*Given text*

Yew Chung International School of Qingdao (YCIS Qingdao, simplified Chinese: 青岛耀中国际学校; traditional Chinese: 青岛耀中國際學校) is an accredited K2-Year 13 international school for boys and girls in Qingdao, China.

Origins and history
The Ministry of Education of the People's Republic of China has accredited the Yew Chung International School of Qingdao for the enrollment of children of foreign nationals. The bilingual (English and Mandarin) school serves students ages 2 to 18 (K2 to Year 13) and provides early childhood education or kindergarten, primary school education, and secondary school education. 

YCIS Qingdao is part of the Yew Chung Foundation, which operates campuses in Shanghai, Beijing, Chongqing, Hong Kong, and California.

Timeline
 2006 – YCIS Qingdao is founded.
 2008 – YCIS Qingdao raises relief donations for victims of the Sichuan earthquake, sparking the beginnings of the Seeds of Hope project.
 2011 – YCIS Qingdao opens a 5-story, purpose-built campus in Huangdao District, Qingdao. 
 2016 – YCIS Qingdao is formally accredited by the Council of International Schools (CIS), the New England Association of Schools and Colleges (NEASC), and the National Centre for School Curriculum and Textbook Development (NCCT).
 2016 – YCIS Qingdao becomes an IB Diploma Programme World School.

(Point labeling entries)
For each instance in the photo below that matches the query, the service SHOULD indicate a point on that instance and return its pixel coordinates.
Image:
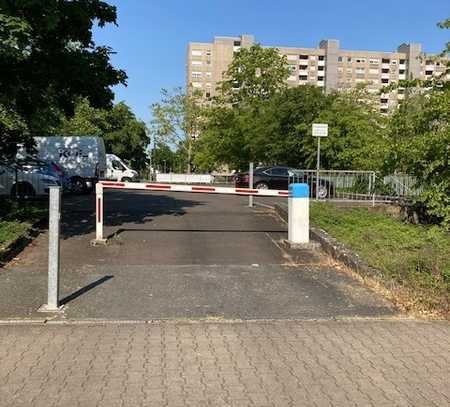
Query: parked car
(82, 159)
(117, 170)
(26, 182)
(278, 177)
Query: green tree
(47, 59)
(255, 74)
(122, 133)
(176, 121)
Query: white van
(82, 158)
(117, 170)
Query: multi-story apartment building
(327, 66)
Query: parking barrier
(298, 202)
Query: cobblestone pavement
(253, 363)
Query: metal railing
(344, 185)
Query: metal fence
(365, 186)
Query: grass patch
(415, 259)
(16, 219)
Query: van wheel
(262, 185)
(77, 185)
(23, 191)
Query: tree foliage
(176, 121)
(122, 133)
(47, 60)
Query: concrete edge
(212, 321)
(335, 249)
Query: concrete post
(99, 214)
(298, 214)
(53, 250)
(250, 184)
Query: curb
(335, 249)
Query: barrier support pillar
(53, 251)
(99, 239)
(298, 215)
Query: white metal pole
(250, 184)
(53, 248)
(298, 214)
(318, 168)
(99, 213)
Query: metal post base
(48, 308)
(302, 246)
(99, 242)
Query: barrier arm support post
(298, 215)
(53, 251)
(99, 239)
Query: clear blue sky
(152, 35)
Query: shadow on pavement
(85, 289)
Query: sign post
(319, 130)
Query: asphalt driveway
(177, 256)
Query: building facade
(327, 66)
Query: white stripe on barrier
(192, 188)
(298, 223)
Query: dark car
(278, 177)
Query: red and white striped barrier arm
(192, 188)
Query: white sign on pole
(320, 130)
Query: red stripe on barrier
(113, 184)
(247, 191)
(159, 186)
(203, 189)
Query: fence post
(53, 250)
(250, 184)
(298, 214)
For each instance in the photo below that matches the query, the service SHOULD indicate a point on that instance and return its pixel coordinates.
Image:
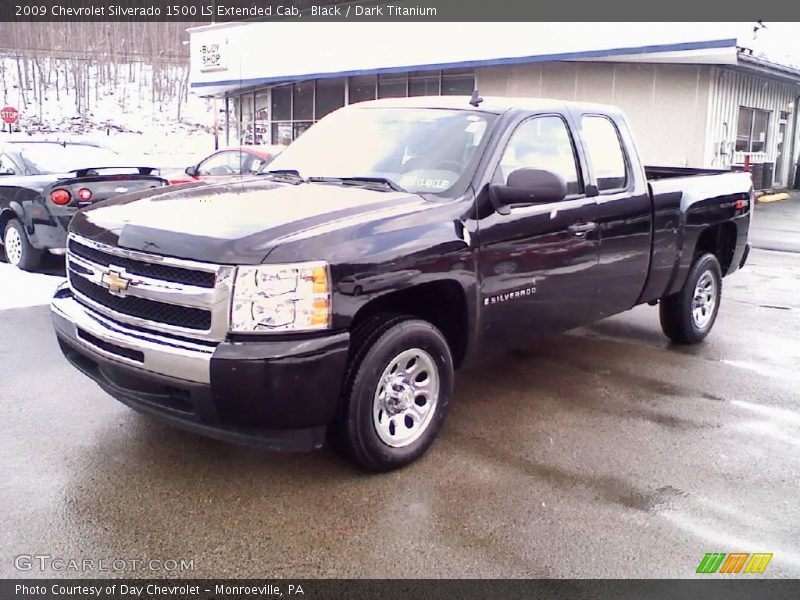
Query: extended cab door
(537, 262)
(624, 214)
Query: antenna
(476, 99)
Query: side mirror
(529, 186)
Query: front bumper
(276, 394)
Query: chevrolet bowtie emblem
(115, 282)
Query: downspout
(795, 161)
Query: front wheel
(688, 316)
(399, 383)
(19, 251)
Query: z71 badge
(528, 291)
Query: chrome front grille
(175, 296)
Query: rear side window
(602, 144)
(542, 143)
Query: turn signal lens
(60, 197)
(280, 298)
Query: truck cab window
(542, 143)
(602, 144)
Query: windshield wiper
(356, 180)
(291, 173)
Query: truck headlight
(289, 297)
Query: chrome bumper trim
(163, 355)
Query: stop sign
(9, 114)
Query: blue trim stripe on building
(491, 62)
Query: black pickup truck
(44, 182)
(394, 242)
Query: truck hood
(235, 222)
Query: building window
(262, 117)
(393, 85)
(362, 88)
(423, 83)
(279, 115)
(234, 115)
(751, 134)
(282, 103)
(330, 96)
(247, 136)
(282, 133)
(458, 82)
(303, 101)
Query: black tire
(678, 321)
(29, 258)
(375, 345)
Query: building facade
(704, 104)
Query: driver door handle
(581, 229)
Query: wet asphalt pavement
(604, 452)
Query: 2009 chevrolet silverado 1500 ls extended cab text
(390, 244)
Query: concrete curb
(773, 197)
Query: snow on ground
(131, 114)
(20, 288)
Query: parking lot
(604, 452)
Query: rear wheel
(398, 385)
(688, 316)
(18, 249)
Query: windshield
(42, 158)
(421, 150)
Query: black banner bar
(735, 588)
(218, 11)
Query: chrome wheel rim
(705, 300)
(13, 245)
(405, 398)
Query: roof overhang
(264, 53)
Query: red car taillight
(60, 197)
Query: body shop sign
(212, 57)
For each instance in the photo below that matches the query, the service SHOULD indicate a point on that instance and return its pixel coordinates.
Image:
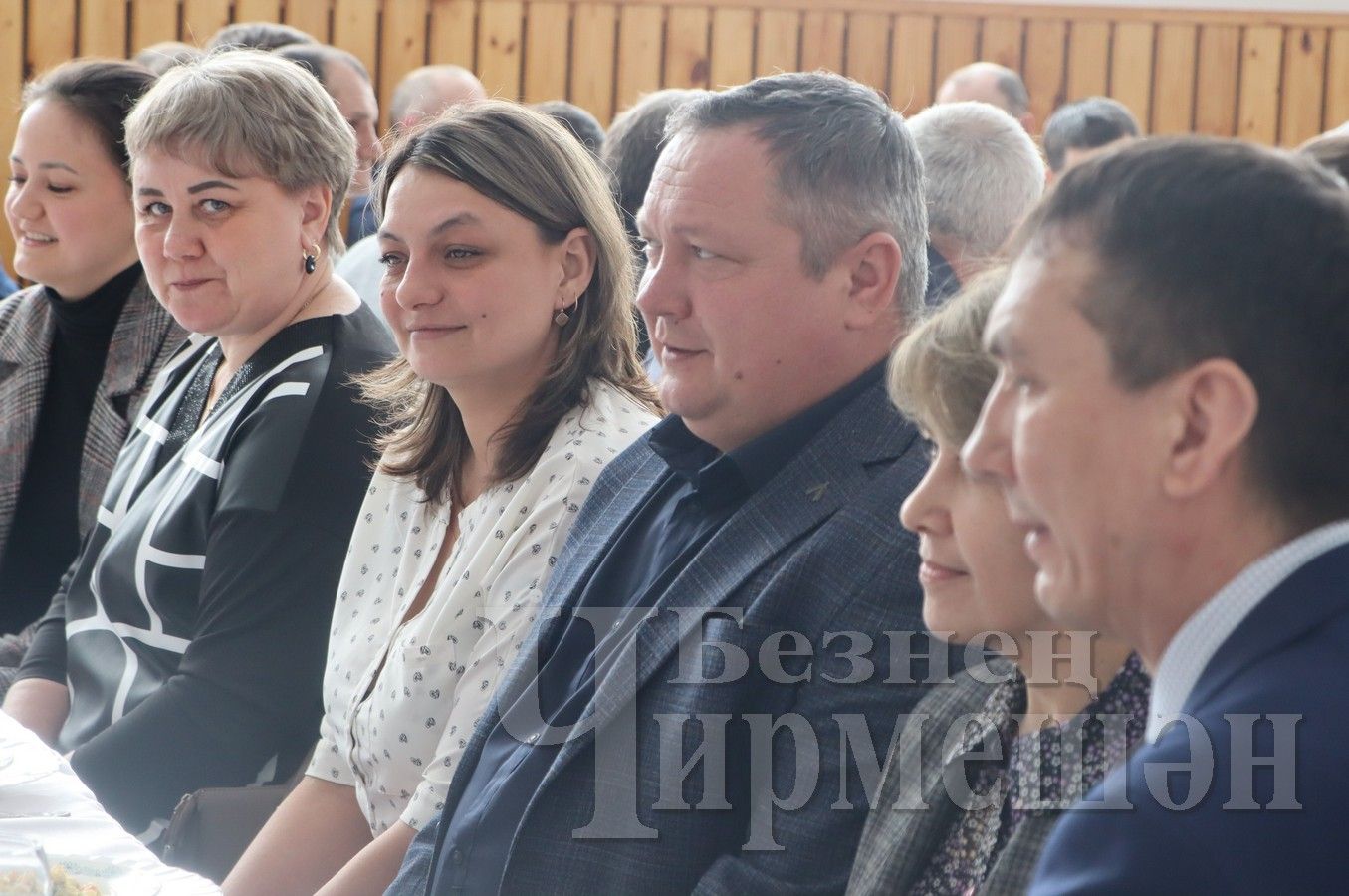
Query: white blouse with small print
(401, 697)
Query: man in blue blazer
(723, 646)
(1169, 422)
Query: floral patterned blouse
(401, 695)
(1043, 771)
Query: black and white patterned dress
(192, 629)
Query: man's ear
(873, 269)
(578, 254)
(1215, 406)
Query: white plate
(34, 767)
(111, 879)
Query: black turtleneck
(45, 535)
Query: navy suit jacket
(1281, 659)
(817, 550)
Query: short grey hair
(984, 173)
(432, 82)
(846, 165)
(250, 113)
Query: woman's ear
(578, 254)
(315, 205)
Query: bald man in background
(422, 94)
(429, 91)
(991, 83)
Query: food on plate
(63, 884)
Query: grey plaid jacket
(144, 337)
(897, 843)
(816, 551)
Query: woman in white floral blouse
(509, 291)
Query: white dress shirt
(1205, 632)
(401, 697)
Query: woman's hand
(309, 838)
(41, 706)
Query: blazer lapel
(140, 341)
(26, 331)
(802, 496)
(1309, 596)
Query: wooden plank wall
(1271, 77)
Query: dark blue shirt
(699, 493)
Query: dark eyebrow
(449, 223)
(458, 220)
(211, 185)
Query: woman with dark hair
(185, 646)
(80, 348)
(509, 289)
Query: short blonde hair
(250, 113)
(941, 372)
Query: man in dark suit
(1169, 421)
(700, 743)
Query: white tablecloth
(88, 830)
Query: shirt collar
(755, 463)
(1204, 633)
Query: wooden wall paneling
(257, 10)
(356, 30)
(1131, 68)
(1174, 79)
(1303, 84)
(202, 18)
(732, 57)
(869, 49)
(641, 38)
(11, 86)
(500, 35)
(548, 41)
(453, 33)
(593, 41)
(1337, 80)
(1216, 80)
(1261, 72)
(402, 48)
(778, 45)
(311, 16)
(821, 39)
(103, 27)
(686, 48)
(151, 22)
(911, 63)
(957, 45)
(1089, 60)
(52, 34)
(1045, 68)
(1002, 41)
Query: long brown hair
(527, 162)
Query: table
(87, 830)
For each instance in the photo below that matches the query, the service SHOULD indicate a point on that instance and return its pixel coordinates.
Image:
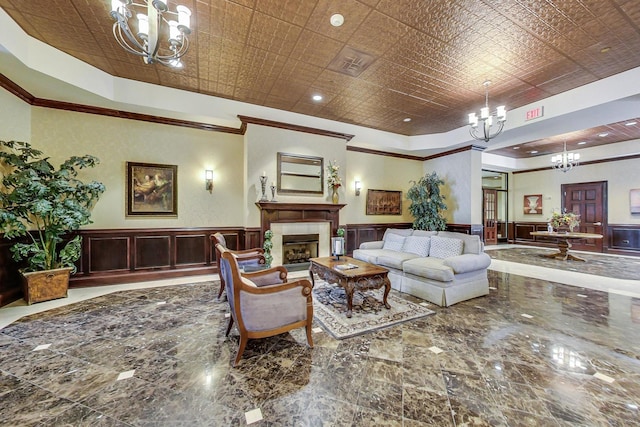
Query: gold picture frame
(384, 202)
(152, 189)
(532, 204)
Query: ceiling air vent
(351, 62)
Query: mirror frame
(318, 162)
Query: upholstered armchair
(264, 303)
(247, 257)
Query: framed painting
(383, 202)
(533, 204)
(634, 200)
(152, 189)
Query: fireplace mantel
(298, 212)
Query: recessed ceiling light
(336, 20)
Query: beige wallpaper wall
(378, 173)
(15, 118)
(116, 141)
(621, 177)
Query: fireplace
(298, 248)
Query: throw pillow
(393, 242)
(417, 245)
(442, 247)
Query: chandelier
(146, 42)
(565, 161)
(486, 117)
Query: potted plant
(45, 205)
(427, 204)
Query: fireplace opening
(298, 248)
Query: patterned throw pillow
(443, 247)
(393, 242)
(417, 245)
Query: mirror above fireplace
(300, 174)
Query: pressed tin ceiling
(423, 60)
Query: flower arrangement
(333, 179)
(566, 219)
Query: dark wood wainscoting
(621, 239)
(132, 255)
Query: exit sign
(534, 113)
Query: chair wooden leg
(241, 347)
(221, 289)
(309, 339)
(229, 325)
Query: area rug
(596, 264)
(369, 314)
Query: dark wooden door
(589, 199)
(489, 213)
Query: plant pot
(39, 286)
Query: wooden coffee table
(364, 276)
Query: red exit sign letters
(535, 113)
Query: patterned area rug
(596, 264)
(369, 314)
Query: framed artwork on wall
(152, 189)
(383, 202)
(533, 204)
(634, 200)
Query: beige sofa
(441, 267)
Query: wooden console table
(364, 276)
(564, 242)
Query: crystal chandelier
(146, 42)
(487, 119)
(565, 161)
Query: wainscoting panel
(191, 250)
(152, 252)
(107, 254)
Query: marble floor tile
(496, 368)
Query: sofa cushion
(472, 243)
(468, 262)
(394, 259)
(399, 231)
(443, 247)
(393, 242)
(417, 245)
(430, 268)
(424, 233)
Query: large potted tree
(44, 205)
(427, 204)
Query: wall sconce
(208, 179)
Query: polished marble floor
(533, 352)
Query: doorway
(494, 206)
(589, 200)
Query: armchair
(247, 257)
(264, 303)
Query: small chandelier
(565, 161)
(146, 42)
(487, 119)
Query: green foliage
(49, 202)
(267, 246)
(427, 204)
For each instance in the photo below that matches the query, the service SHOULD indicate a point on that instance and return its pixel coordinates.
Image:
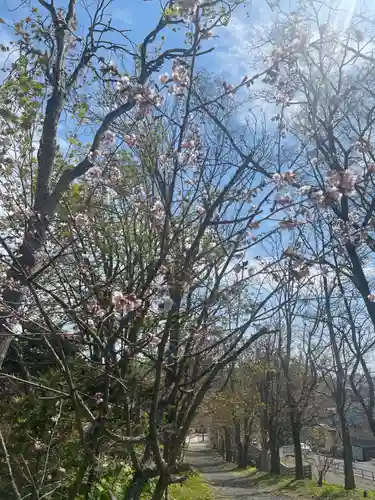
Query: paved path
(226, 484)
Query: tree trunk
(237, 441)
(228, 444)
(264, 452)
(348, 453)
(160, 488)
(296, 436)
(275, 454)
(244, 459)
(135, 488)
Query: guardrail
(363, 473)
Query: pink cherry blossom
(164, 78)
(124, 304)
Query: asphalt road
(220, 475)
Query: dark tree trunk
(135, 488)
(160, 488)
(237, 441)
(275, 453)
(244, 459)
(228, 444)
(348, 453)
(296, 436)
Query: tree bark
(135, 488)
(237, 441)
(296, 436)
(348, 453)
(275, 453)
(228, 444)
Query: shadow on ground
(227, 480)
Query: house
(362, 438)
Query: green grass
(194, 488)
(303, 489)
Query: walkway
(226, 484)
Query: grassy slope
(305, 489)
(195, 488)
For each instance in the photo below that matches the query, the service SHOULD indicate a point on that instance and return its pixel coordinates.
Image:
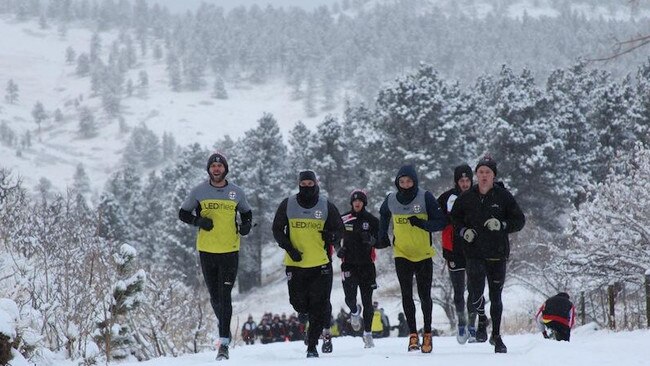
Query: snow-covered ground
(588, 347)
(35, 59)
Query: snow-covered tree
(301, 145)
(87, 124)
(70, 55)
(11, 95)
(113, 331)
(263, 175)
(95, 47)
(80, 180)
(83, 64)
(174, 72)
(143, 150)
(58, 116)
(219, 88)
(39, 114)
(331, 163)
(610, 236)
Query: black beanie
(488, 162)
(218, 158)
(307, 175)
(463, 171)
(359, 195)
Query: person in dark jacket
(358, 268)
(484, 216)
(415, 214)
(249, 330)
(556, 317)
(309, 227)
(212, 207)
(452, 252)
(402, 327)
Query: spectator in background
(556, 317)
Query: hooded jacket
(409, 241)
(472, 209)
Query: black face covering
(405, 196)
(308, 196)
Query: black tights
(478, 270)
(219, 272)
(423, 271)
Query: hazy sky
(183, 5)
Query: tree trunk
(611, 301)
(250, 260)
(647, 298)
(582, 308)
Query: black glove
(294, 254)
(329, 237)
(384, 242)
(494, 224)
(245, 228)
(204, 223)
(342, 251)
(416, 221)
(468, 234)
(367, 239)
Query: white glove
(493, 224)
(469, 235)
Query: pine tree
(80, 180)
(411, 126)
(310, 98)
(112, 89)
(129, 88)
(264, 171)
(301, 145)
(39, 114)
(95, 47)
(174, 72)
(12, 92)
(157, 51)
(42, 22)
(168, 146)
(620, 202)
(219, 89)
(143, 83)
(83, 65)
(331, 163)
(70, 55)
(143, 149)
(87, 125)
(113, 332)
(58, 116)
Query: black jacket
(472, 209)
(333, 224)
(452, 250)
(356, 223)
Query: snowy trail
(588, 347)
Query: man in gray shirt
(212, 206)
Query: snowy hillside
(588, 347)
(35, 59)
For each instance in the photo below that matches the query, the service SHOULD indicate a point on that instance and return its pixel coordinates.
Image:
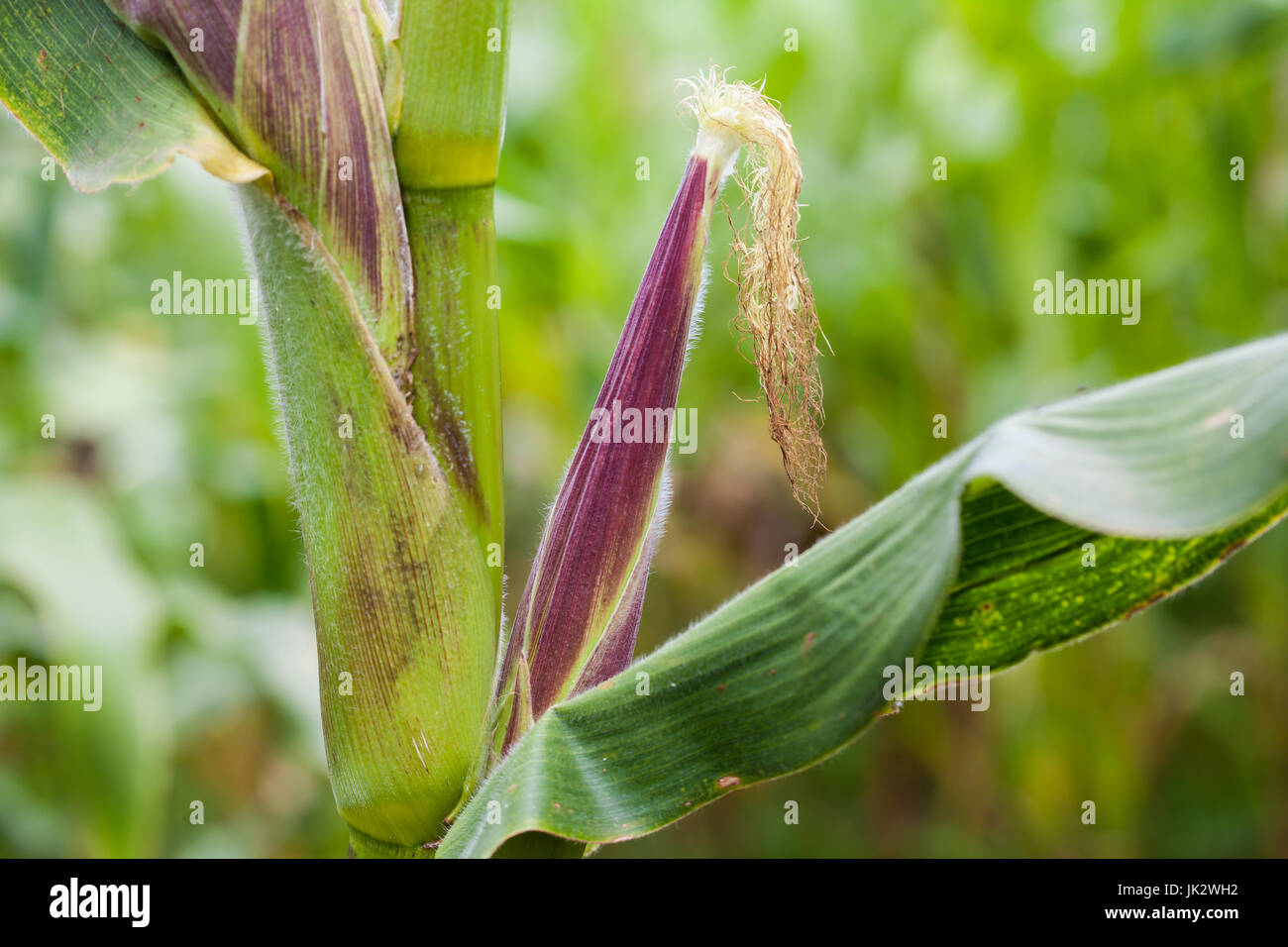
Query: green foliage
(1108, 166)
(793, 669)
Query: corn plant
(362, 141)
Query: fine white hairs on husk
(776, 304)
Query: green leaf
(107, 106)
(406, 629)
(1164, 475)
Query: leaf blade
(609, 764)
(107, 106)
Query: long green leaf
(107, 106)
(1164, 475)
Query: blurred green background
(1107, 163)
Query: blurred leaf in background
(1112, 163)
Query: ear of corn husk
(580, 612)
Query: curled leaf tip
(776, 303)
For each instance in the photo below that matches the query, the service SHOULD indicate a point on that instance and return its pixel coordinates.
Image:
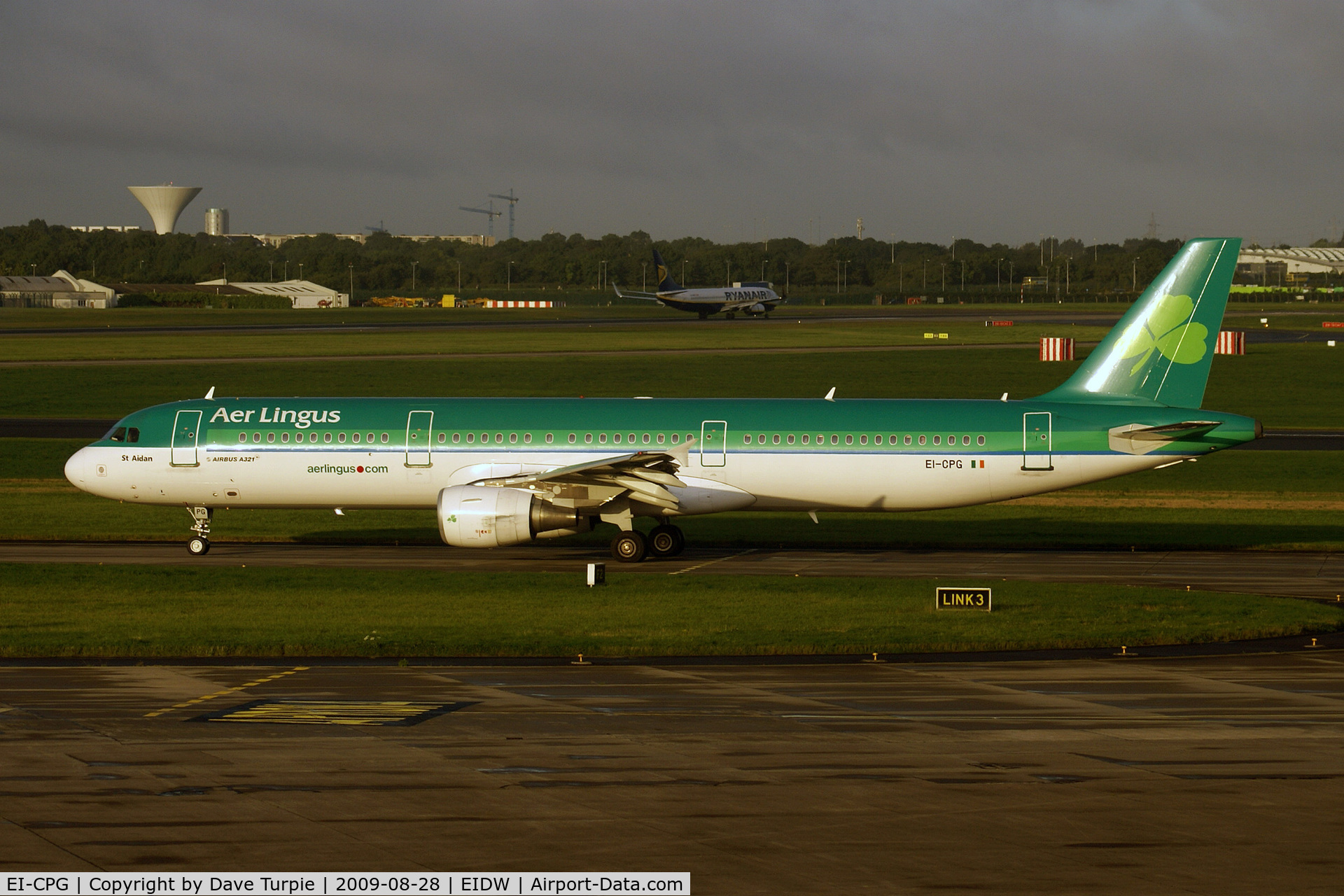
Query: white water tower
(164, 203)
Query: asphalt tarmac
(1116, 776)
(1292, 574)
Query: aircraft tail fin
(1161, 349)
(664, 274)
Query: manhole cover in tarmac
(334, 713)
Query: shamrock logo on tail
(1168, 331)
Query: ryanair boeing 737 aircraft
(503, 472)
(749, 298)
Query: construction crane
(489, 213)
(512, 200)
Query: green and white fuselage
(559, 465)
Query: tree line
(558, 262)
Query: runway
(1119, 776)
(1316, 575)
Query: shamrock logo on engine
(1170, 331)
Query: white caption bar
(337, 884)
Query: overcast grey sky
(996, 121)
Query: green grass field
(1284, 386)
(175, 612)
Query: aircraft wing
(1136, 438)
(651, 298)
(644, 476)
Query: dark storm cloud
(992, 120)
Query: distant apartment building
(217, 222)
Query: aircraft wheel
(629, 547)
(666, 542)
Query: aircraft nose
(78, 468)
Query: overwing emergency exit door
(714, 442)
(185, 431)
(1037, 442)
(419, 429)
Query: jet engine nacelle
(477, 516)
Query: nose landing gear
(200, 545)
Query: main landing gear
(200, 543)
(634, 546)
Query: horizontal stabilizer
(1138, 438)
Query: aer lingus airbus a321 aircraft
(508, 470)
(749, 298)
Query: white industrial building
(302, 293)
(217, 222)
(59, 290)
(1298, 261)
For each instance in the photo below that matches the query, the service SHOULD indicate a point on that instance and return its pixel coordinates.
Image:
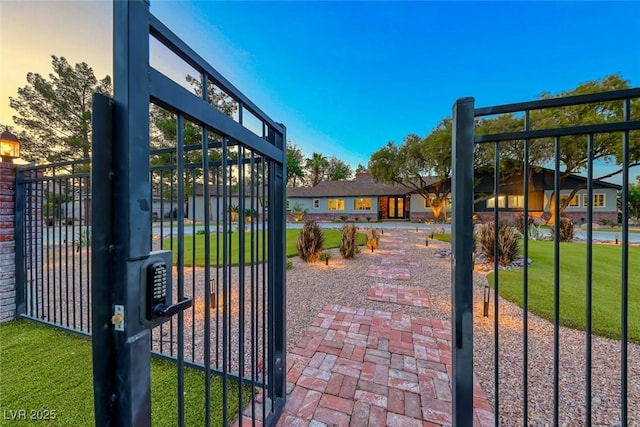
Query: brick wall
(7, 242)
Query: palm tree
(317, 163)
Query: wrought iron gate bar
(461, 283)
(173, 97)
(164, 35)
(547, 133)
(567, 101)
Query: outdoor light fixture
(9, 146)
(485, 311)
(213, 304)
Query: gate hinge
(118, 317)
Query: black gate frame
(463, 142)
(122, 213)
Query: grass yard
(47, 370)
(606, 286)
(194, 246)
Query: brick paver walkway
(358, 367)
(363, 367)
(399, 294)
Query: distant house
(541, 183)
(362, 198)
(356, 200)
(195, 208)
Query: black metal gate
(514, 376)
(189, 235)
(53, 234)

*Tasks to complete*
A. Rewrite the school profile starting at "Origins and history" and ending at "Huangdao District, Qingdao.", changing "purpose-built" to "newly built".
B. Show every line of the entries that contains the string "floral", matching its case exactly.
The school profile and the entries come from separate, unrelated sources.

*Responses to the exercise*
A.
Origins and history
The Ministry of Education of the People's Republic of China has accredited the Yew Chung International School of Qingdao for the enrollment of children of foreign nationals. The bilingual (English and Mandarin) school serves students ages 2 to 18 (K2 to Year 13) and provides early childhood education or kindergarten, primary school education, and secondary school education. 

YCIS Qingdao is part of the Yew Chung Foundation, which operates campuses in Shanghai, Beijing, Chongqing, Hong Kong, and California.

Timeline
 2006 – YCIS Qingdao is founded.
 2008 – YCIS Qingdao raises relief donations for victims of the Sichuan earthquake, sparking the beginnings of the Seeds of Hope project.
 2011 – YCIS Qingdao opens a 5-story, newly built campus in Huangdao District, Qingdao.

B.
Query: floral patterned blouse
Query: woman in white floral blouse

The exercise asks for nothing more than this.